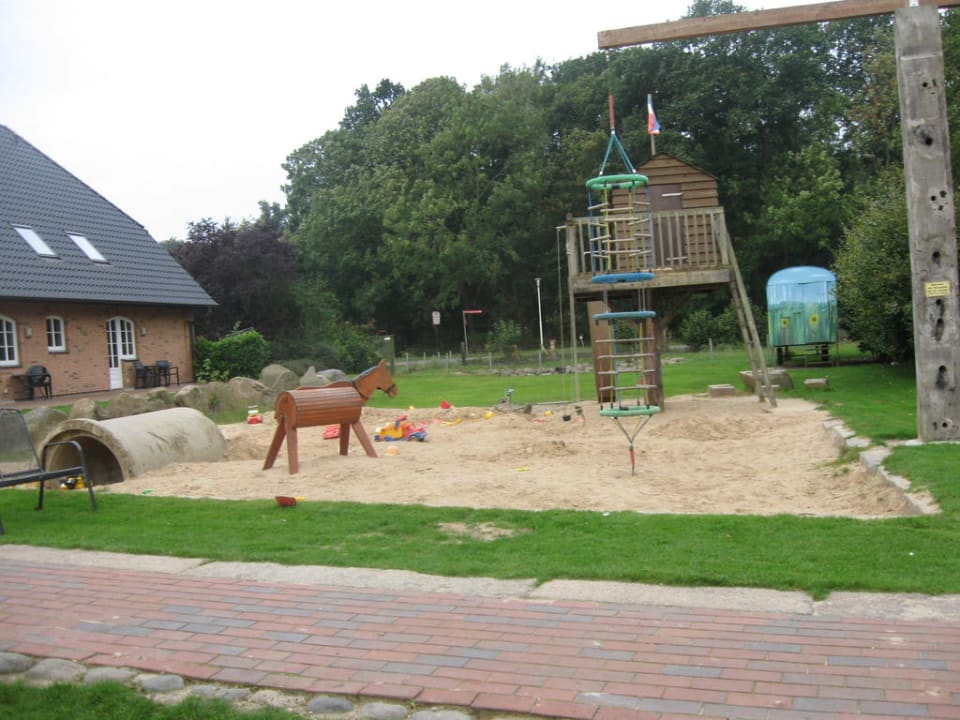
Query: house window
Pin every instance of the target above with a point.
(8, 342)
(126, 346)
(35, 241)
(88, 249)
(56, 340)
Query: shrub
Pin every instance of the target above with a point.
(239, 354)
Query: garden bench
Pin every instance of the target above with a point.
(20, 464)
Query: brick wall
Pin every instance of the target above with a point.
(159, 334)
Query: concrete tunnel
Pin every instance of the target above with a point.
(125, 447)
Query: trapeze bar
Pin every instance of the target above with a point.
(611, 278)
(624, 340)
(627, 315)
(626, 412)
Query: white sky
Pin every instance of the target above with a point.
(185, 109)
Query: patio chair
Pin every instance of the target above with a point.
(39, 377)
(166, 371)
(143, 376)
(20, 464)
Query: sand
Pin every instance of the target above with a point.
(730, 455)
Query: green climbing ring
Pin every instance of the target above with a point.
(613, 182)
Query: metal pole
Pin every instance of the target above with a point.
(540, 314)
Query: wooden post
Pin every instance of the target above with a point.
(932, 221)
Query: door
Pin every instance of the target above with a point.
(119, 347)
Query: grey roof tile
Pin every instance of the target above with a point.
(36, 192)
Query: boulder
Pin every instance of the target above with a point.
(244, 392)
(311, 378)
(126, 404)
(87, 408)
(42, 421)
(191, 396)
(159, 399)
(208, 398)
(334, 375)
(278, 378)
(722, 390)
(779, 378)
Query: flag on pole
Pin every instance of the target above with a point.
(653, 127)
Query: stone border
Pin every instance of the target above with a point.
(872, 457)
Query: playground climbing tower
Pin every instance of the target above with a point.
(654, 237)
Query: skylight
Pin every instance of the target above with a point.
(88, 249)
(34, 241)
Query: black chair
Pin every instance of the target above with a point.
(38, 377)
(166, 371)
(19, 463)
(144, 376)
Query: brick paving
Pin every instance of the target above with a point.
(559, 658)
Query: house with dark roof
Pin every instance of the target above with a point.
(85, 291)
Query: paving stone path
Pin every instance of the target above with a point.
(399, 650)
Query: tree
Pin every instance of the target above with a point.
(874, 287)
(248, 269)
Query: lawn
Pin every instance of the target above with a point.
(818, 555)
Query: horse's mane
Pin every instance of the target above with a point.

******************************

**TASK DIRECTIONS**
No pictures belong in the answer, only the lines from the top of the listing through the line containing "Query: concrete tunnel", repeated word for word.

**EXERCISE SOLUTION**
Query: house window
Pin every instance of the target above with a point.
(8, 342)
(126, 346)
(35, 241)
(88, 249)
(56, 340)
Query: shrub
Pin every instance of the target above with a point.
(239, 354)
Query: garden bench
Pin every instance of the target above with a point.
(20, 464)
Query: brick wall
Pin every instance of the target above with a point.
(159, 334)
Query: concrete tunnel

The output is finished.